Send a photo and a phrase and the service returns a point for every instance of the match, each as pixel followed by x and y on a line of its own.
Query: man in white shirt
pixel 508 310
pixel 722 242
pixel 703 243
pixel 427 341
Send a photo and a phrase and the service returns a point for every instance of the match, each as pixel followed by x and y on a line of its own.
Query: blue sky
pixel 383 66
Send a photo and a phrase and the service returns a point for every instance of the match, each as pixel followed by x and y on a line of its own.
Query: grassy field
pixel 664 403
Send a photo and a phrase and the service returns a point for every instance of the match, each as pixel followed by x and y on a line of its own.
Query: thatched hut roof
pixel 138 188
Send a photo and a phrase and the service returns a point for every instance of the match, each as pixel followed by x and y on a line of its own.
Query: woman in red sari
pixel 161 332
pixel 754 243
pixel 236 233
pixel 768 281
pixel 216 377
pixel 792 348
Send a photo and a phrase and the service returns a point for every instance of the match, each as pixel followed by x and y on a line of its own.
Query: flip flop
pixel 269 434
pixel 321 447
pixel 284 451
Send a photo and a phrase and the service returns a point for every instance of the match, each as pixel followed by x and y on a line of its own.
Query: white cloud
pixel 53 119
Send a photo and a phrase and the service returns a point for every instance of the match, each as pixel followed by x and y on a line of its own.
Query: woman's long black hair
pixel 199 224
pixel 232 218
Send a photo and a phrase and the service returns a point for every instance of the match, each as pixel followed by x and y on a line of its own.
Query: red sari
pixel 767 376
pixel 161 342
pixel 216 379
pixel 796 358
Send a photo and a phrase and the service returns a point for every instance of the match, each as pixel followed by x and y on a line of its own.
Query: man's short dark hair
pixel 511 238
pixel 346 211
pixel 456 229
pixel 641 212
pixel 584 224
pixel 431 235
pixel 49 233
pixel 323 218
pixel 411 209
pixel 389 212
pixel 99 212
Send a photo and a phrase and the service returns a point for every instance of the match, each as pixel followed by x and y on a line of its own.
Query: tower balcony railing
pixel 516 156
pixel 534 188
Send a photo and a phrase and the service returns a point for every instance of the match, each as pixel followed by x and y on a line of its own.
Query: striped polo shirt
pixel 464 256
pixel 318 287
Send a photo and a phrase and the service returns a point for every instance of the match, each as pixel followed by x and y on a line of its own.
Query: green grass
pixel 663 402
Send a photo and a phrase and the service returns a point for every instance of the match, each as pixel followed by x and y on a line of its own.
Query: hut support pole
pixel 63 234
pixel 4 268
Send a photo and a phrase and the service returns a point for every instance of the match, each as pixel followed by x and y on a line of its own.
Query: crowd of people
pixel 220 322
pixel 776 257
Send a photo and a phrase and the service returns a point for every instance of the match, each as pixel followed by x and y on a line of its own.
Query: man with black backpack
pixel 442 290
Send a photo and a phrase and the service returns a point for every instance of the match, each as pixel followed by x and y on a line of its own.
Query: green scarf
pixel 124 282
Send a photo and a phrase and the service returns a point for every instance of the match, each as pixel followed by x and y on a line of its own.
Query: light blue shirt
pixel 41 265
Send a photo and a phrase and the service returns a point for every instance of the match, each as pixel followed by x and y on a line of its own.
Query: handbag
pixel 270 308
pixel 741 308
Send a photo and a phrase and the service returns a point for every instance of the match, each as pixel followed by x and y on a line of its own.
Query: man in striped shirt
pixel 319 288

********

The task | Each line of the listing is to be output verbatim.

Exercise answer |
Send a photo and a phrase and the service returns a point for every instance of the match, each as pixel followed by x and y on a line of its own.
Query: man in white shirt
pixel 508 310
pixel 722 242
pixel 703 243
pixel 427 341
Send a photo and a phrase and the service returns a point for every instance of the match, each as pixel followed by x and y on a line of its own.
Query: blue sky
pixel 383 66
Send a photo and a phrase and the service returns a point for every instance of the match, each as pixel followed by x and y on a line of its own.
Query: grassy field
pixel 664 403
Send a photo and a phrase and the service returns a point for every instance of the match, each as pixel followed by x and y on a line of its own.
Query: thatched hut roof
pixel 138 188
Send a photo and a phrase and the service returns a point for every instance of the match, each as pixel followed by x and y on a line of its own.
Query: woman in red sari
pixel 161 332
pixel 754 243
pixel 236 233
pixel 768 281
pixel 216 377
pixel 792 348
Send a photo and a phrase and the service returns a point for every instance of the match, each as pixel followed by x and y on a line of its own.
Query: flip flop
pixel 269 434
pixel 321 447
pixel 284 451
Send a photo and a phrase and the service returns a point for every instance of the match, each as pixel followed by x and y on a line of its own.
Query: white cloud
pixel 53 119
Send a photo and a phrase and the service returns a point for every instance of the match, each as pixel followed by x and y on a line of its own.
Query: woman's long black hair
pixel 199 224
pixel 232 218
Send a photo and a phrase and the service returns a point for every instance of the match, each as pixel followed by x and y on a line of its own.
Query: red sari
pixel 767 376
pixel 161 342
pixel 216 379
pixel 796 358
Send a photo and a phrase and the service returns a point for every instance of the match, each as pixel followed by x and y on a line of its own.
Query: man's short dark hair
pixel 511 238
pixel 346 211
pixel 456 229
pixel 641 212
pixel 584 224
pixel 431 235
pixel 49 233
pixel 323 218
pixel 411 209
pixel 389 212
pixel 99 212
Send a photo and a phrase and the service returns a point for every instance of the match, each as pixel followed by x and y on a line of its own.
Query: tower balcony railing
pixel 516 156
pixel 534 188
Send a photo and a phrase and the service returns a point for every instance of the match, each as pixel followed by x and y on a line of its own.
Query: striped polo shirt
pixel 464 256
pixel 318 287
Send a photo and a phrase and the service returns a point for every instance of the match, each as pixel followed by x and y on a line of its own.
Query: green grass
pixel 663 402
Send a photo and a phrase and the service returns a point for every instance of the match, each as pixel followed by x and y on a line of its own.
Query: hut support pole
pixel 63 234
pixel 4 268
Send a photo and a phrase and the service returns a point for every instance of the match, each as pixel followed by x and y on a line of its own.
Query: crowd of people
pixel 220 322
pixel 776 257
Send a photo and a phrase and the service returns a point for every instance of the match, each as pixel followed by x and y on a line of its own.
Query: man with black backpack
pixel 442 290
Send a photo and a phrase and the service returns a point for every instance of the match, each as pixel followed by x and y on a line of its own.
Query: green scarf
pixel 124 282
Send a photo and a phrase and the service returns a point for every instance of the match, each as pixel followed by x and y on a line of its own.
Query: light blue shirt
pixel 41 265
Send a photo and a phrase and the service returns a point for every instance of the match, each as pixel followed by x and y on a line of its own.
Query: handbag
pixel 270 308
pixel 741 308
Send a photo and a phrase and the service returns a point for every instance of the match, each as pixel followed by x and y on a line of its own.
Query: man in striped shirt
pixel 319 288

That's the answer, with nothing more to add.